-------- RECORDS SHOWN --------

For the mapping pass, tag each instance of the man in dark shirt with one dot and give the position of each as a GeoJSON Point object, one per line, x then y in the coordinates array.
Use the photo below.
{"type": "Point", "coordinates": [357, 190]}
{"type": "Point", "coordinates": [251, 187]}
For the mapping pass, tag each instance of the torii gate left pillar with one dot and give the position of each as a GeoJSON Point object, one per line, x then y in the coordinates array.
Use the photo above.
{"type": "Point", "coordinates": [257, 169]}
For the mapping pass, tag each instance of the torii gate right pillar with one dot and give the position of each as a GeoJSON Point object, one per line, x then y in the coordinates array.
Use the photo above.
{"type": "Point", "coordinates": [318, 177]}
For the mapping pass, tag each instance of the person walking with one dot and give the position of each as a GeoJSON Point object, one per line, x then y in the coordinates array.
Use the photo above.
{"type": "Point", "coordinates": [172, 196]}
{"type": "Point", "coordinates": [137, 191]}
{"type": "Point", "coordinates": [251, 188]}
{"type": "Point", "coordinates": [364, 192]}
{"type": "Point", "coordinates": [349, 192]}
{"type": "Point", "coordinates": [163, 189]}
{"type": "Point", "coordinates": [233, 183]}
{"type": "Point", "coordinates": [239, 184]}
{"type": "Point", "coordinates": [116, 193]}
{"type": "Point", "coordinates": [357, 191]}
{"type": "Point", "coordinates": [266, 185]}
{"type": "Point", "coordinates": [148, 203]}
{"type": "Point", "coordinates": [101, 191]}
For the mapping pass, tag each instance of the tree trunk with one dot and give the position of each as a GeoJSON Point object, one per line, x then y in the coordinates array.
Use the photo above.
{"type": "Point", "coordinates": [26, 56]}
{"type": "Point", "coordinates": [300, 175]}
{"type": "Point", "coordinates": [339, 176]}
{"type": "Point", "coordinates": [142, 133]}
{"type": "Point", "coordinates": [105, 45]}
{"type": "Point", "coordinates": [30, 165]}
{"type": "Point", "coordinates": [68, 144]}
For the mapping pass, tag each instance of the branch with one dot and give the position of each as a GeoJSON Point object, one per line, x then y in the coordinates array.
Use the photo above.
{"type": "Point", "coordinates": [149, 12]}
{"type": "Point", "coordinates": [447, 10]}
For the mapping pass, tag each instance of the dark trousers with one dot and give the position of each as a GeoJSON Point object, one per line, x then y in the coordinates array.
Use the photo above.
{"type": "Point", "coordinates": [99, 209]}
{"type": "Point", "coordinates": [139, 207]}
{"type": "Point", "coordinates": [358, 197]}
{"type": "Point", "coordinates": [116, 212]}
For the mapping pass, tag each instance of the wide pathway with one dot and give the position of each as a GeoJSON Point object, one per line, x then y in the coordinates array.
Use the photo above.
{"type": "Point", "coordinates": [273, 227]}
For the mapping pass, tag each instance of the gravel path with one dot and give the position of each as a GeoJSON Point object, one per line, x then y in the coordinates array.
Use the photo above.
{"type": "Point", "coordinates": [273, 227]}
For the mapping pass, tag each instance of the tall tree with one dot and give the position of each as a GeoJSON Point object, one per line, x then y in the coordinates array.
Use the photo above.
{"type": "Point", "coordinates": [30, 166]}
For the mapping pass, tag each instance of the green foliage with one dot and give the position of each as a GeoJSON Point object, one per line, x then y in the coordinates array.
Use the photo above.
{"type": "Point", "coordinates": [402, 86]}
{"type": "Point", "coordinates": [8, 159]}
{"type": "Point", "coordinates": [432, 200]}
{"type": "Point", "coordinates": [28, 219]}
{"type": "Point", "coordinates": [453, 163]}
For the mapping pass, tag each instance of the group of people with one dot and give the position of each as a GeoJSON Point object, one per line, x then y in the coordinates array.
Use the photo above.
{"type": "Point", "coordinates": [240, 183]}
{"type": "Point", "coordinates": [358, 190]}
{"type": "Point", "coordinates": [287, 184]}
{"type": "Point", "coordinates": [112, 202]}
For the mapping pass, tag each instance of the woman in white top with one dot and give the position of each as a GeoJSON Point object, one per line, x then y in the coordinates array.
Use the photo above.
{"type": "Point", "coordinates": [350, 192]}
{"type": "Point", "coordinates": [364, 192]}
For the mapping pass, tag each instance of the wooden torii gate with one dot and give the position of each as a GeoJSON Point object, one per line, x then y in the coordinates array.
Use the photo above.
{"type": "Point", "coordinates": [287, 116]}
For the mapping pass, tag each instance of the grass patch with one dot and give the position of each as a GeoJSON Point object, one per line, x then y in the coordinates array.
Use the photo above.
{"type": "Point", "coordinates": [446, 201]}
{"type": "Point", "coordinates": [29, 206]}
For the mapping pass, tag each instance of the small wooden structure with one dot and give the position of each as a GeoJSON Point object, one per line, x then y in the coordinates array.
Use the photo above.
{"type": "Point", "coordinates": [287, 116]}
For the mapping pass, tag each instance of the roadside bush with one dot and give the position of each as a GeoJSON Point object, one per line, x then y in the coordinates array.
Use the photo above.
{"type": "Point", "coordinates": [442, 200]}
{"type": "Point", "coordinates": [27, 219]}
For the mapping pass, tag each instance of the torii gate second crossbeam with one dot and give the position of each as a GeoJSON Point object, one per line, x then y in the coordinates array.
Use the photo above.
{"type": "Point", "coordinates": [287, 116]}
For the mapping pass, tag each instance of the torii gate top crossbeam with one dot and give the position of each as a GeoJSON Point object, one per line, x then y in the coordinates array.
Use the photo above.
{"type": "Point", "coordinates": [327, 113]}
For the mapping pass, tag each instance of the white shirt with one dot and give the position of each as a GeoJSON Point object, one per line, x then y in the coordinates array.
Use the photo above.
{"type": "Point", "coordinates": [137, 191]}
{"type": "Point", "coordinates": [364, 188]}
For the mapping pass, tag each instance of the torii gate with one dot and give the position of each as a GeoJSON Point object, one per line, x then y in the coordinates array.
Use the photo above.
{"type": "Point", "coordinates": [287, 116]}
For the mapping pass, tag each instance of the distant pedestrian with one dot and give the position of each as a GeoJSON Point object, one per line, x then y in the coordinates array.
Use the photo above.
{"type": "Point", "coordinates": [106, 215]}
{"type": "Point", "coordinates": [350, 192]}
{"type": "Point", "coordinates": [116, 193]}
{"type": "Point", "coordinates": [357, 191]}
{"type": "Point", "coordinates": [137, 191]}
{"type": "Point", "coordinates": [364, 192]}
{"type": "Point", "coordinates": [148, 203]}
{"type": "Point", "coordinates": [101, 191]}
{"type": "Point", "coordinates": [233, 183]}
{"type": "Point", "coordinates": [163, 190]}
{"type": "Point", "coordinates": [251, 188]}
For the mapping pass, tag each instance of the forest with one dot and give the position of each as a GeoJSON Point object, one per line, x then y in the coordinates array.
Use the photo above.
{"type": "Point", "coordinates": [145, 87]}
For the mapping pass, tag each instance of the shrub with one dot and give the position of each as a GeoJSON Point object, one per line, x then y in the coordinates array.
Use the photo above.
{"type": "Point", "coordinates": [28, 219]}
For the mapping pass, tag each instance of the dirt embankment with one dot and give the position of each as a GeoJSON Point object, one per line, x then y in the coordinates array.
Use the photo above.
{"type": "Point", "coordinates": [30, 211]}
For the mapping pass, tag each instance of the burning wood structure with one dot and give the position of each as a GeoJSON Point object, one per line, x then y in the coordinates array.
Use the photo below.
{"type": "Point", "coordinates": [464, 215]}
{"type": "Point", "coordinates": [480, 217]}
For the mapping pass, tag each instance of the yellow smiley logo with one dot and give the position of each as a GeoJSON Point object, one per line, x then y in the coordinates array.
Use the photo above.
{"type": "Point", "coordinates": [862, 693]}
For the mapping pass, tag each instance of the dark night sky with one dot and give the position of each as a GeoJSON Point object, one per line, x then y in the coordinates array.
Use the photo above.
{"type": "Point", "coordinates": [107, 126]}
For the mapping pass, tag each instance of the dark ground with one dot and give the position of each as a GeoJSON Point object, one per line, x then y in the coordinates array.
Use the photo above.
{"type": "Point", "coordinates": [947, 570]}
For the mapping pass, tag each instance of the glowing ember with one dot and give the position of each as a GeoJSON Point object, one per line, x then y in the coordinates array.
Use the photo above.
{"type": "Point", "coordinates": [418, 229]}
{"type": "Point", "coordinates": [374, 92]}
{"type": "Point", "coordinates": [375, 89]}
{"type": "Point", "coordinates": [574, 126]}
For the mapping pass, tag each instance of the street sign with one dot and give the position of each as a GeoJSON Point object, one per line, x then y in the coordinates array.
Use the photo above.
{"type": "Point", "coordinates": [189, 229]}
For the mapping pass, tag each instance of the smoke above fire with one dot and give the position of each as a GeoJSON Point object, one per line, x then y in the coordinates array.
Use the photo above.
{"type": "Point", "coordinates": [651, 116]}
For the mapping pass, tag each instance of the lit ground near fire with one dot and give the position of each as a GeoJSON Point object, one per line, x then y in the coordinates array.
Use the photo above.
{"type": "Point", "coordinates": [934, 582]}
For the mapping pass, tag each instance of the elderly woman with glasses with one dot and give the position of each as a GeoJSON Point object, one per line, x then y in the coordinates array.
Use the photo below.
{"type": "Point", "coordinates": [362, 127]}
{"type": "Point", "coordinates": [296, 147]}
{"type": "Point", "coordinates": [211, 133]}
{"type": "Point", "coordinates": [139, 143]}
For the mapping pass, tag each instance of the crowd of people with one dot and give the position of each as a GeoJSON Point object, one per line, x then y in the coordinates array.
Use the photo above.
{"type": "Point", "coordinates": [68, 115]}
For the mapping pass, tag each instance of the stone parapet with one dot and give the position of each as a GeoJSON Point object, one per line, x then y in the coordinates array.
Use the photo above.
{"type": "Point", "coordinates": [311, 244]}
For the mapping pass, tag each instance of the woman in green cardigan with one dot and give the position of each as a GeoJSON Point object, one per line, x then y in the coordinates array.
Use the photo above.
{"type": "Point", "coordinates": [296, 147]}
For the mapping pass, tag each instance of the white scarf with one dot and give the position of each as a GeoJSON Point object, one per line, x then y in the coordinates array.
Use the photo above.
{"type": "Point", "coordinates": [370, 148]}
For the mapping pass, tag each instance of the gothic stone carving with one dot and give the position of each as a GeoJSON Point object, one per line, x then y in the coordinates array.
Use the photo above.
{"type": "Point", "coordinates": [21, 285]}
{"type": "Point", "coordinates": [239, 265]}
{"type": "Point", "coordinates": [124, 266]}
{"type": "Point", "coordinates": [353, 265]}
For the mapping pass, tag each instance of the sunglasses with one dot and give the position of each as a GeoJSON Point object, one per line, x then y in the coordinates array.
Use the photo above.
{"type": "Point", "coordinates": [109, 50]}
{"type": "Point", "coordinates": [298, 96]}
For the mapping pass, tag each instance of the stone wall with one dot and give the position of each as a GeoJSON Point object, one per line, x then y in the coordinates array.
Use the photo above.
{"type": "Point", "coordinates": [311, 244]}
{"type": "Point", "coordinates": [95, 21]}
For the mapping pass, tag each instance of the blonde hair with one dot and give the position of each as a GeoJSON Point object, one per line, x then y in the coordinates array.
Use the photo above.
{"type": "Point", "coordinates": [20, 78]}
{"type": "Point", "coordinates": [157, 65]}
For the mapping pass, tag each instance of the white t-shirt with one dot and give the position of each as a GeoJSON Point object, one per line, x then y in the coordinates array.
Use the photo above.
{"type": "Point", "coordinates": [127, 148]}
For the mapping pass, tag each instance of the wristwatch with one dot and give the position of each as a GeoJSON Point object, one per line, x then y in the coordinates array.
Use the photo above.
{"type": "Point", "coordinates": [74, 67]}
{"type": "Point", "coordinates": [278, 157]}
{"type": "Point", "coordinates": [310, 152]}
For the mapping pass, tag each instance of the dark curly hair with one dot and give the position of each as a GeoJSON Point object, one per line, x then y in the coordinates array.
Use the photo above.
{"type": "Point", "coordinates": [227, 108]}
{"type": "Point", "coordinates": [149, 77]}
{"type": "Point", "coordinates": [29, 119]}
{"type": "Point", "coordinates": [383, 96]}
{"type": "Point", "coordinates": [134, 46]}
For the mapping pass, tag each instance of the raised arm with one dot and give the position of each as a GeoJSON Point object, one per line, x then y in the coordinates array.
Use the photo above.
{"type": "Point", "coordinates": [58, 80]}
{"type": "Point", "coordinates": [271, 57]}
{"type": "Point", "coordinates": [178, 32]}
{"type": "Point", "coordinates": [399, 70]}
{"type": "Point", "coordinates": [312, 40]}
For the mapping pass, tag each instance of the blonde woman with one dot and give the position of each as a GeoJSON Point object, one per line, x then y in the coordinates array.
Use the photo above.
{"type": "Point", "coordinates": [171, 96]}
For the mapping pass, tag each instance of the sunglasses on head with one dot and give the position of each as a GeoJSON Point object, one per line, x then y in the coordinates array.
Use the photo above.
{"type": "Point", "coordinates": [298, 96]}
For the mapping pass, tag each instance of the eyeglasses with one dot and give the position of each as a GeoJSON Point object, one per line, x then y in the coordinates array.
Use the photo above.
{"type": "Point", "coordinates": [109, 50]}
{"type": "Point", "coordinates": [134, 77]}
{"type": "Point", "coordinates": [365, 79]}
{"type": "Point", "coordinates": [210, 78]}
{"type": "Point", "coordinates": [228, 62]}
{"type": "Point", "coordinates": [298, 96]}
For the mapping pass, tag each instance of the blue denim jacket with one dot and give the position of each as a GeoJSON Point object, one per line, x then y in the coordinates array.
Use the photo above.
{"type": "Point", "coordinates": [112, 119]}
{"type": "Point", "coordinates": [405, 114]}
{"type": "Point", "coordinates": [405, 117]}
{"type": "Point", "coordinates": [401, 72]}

--------

> _TASK BRIEF_
Copy exactly, and only, the lines from the one containing "For the mapping pass, tag each instance of the eyeglasses" through the last line of the listing.

> _ANSWER FOR THE TASK_
For the mapping pass, tag each instance of the eyeglasses with one dot and give the position of each as a GeoJSON Point object, one per line, x then y in the coordinates array.
Use the photo above.
{"type": "Point", "coordinates": [109, 50]}
{"type": "Point", "coordinates": [134, 77]}
{"type": "Point", "coordinates": [365, 79]}
{"type": "Point", "coordinates": [210, 78]}
{"type": "Point", "coordinates": [228, 62]}
{"type": "Point", "coordinates": [298, 96]}
For the mapping pass, tag each instance of the blue denim jacket with one dot and give the position of each as a GeoJSON Point object, one per line, x then y in the coordinates array.
Use the photo above.
{"type": "Point", "coordinates": [112, 119]}
{"type": "Point", "coordinates": [405, 114]}
{"type": "Point", "coordinates": [405, 117]}
{"type": "Point", "coordinates": [401, 72]}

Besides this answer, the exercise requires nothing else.